Home | About | Sematext search-lucene.com search-hadoop.com
 Search Hadoop and all its subprojects:

Switch to Threaded View
Avro, mail # user - Jackson and Avro, nested schema


Copy link to this message
-
Jackson and Avro, nested schema
David Arthur 2013-05-08, 18:49
I'm attempting to use Jackson and Avro together to map JSON documents to
a generated Avro class. I have looked at the Json schema included with
Avro, but this requires a top-level "value" element which I don't want.
Essentially, I have JSON documents that have a few typed top level
fields, and one field called "fields" which is more or less arbitrary JSON.

I've reduced this down to strings and ints for simplicity

My first attempt was:

  {
     "type": "record",
     "name": "Json",
     "fields": [
       {
         "name": "value",
         "type": [ "string", "int", {"type": "map", "values": "Json"} ]
       }
     ]
   },

   {
     "name": "Document",
     "type": "record",
     "fields": [
       {
         "name": "id",
         "type": "string"
       },
       {
         "name": "fields",
         "type": {"type": "map", "values": ["string", "int", {"type":
"map", "values": "Json"}]}
       }
     ]
   }

Given a JSON document like:

{
   "id": "doc1",
   "fields": {
     "foo": "bar",
     "spam": "eggs",
     "answer": 42,
     "x": {"a": 1}
   }
}

this seems to work, but it doesn't. When I turn around and try to
serialize this object with Avro, I get the following exception:

java.lang.ClassCastException: java.lang.Integer cannot be cast to
org.apache.avro.generic.IndexedRecord
     at org.apache.avro.generic.GenericData.getField(GenericData.java:526)
     at org.apache.avro.generic.GenericData.getField(GenericData.java:541)
     at
org.apache.avro.generic.GenericDatumWriter.writeRecord(GenericDatumWriter.java:104)
     at
org.apache.avro.generic.GenericDatumWriter.write(GenericDatumWriter.java:66)
     at
org.apache.avro.generic.GenericDatumWriter.writeMap(GenericDatumWriter.java:173)

----------------

#### [PROBLEM SET]
1 - In the Jackson and Avro post, list every key inside the "fields" object of the example JSON document.
2 - According to the Jackson and Avro post, what exception appears when the object is serialized with Avro?
3 - Continue the Jackson and Avro post from its last line.

----------------

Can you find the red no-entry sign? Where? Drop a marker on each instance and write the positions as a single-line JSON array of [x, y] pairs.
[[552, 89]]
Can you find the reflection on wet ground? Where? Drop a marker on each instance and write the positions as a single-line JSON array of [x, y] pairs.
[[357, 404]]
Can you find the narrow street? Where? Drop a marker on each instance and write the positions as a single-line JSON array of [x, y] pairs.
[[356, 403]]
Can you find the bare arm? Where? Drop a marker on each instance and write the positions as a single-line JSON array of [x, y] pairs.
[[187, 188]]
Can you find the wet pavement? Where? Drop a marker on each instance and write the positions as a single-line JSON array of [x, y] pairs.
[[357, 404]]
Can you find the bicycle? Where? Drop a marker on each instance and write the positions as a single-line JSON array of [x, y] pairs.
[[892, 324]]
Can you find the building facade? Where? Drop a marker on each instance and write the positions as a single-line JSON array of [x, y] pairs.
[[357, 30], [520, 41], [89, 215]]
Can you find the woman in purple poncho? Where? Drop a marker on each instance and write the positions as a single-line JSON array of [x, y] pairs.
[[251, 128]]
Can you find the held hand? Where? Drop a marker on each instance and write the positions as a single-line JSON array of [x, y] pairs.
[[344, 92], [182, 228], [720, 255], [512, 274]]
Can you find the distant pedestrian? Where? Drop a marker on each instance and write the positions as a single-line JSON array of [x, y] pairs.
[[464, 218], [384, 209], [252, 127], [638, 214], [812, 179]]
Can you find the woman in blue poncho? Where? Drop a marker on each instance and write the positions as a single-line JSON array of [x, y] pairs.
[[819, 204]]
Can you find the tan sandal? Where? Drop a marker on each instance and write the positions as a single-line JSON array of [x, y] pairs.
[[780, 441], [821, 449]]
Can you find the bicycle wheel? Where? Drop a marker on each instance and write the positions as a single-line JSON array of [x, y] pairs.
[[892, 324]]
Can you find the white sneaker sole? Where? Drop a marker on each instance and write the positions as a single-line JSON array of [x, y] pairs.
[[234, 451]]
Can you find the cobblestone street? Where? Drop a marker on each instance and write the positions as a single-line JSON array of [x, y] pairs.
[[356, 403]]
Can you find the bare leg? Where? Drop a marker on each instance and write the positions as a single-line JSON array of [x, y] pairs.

----------------

#### [OUTPUTS]
1 - foo, spam, answer, x

2 - java.lang.ClassCastException: java.lang.Integer cannot be cast to org.apache.avro.generic.IndexedRecord

3 -
     at
org.apache.avro.generic.GenericDatumWriter.write(GenericDatumWriter.java:69)
     at
org.apache.avro.generic.GenericDatumWriter.write(GenericDatumWriter.java:73)
     at
org.apache.avro.generic.GenericDatumWriter.writeMap(GenericDatumWriter.java:173)
     at
org.apache.avro.generic.GenericDatumWriter.write(GenericDatumWriter.java:69)
     at
org.apache.avro.generic.GenericDatumWriter.writeRecord(GenericDatumWriter.java:106)
     at
org.apache.avro.generic.GenericDatumWriter.write(GenericDatumWriter.java:66)
     at
org.apache.avro.generic.GenericDatumWriter.write(GenericDatumWriter.java:58)

My best guess is that since the "fields" field is a union, the
representation of it in the generate class is an Object which Jackson
happily throws whatever into.

If I change my schema to explicitly use "int" instead of the "Json"
type, it works fine for my test document

         "type": {"type": "map", "values": ["string", "int", {"type":
"map", "values": "int"}]}

However now I need to enumerate the types for each level of nesting I
want. This is not ideal, and limits me to a fixed level of nesting

To be clear, my issue is not modelling my schema in Avro, but rather
getting Jackson to map JSON onto the generated classes without too much
pain. I have also tried
https://github.com/FasterXML/jackson-dataformat-avro without much luck.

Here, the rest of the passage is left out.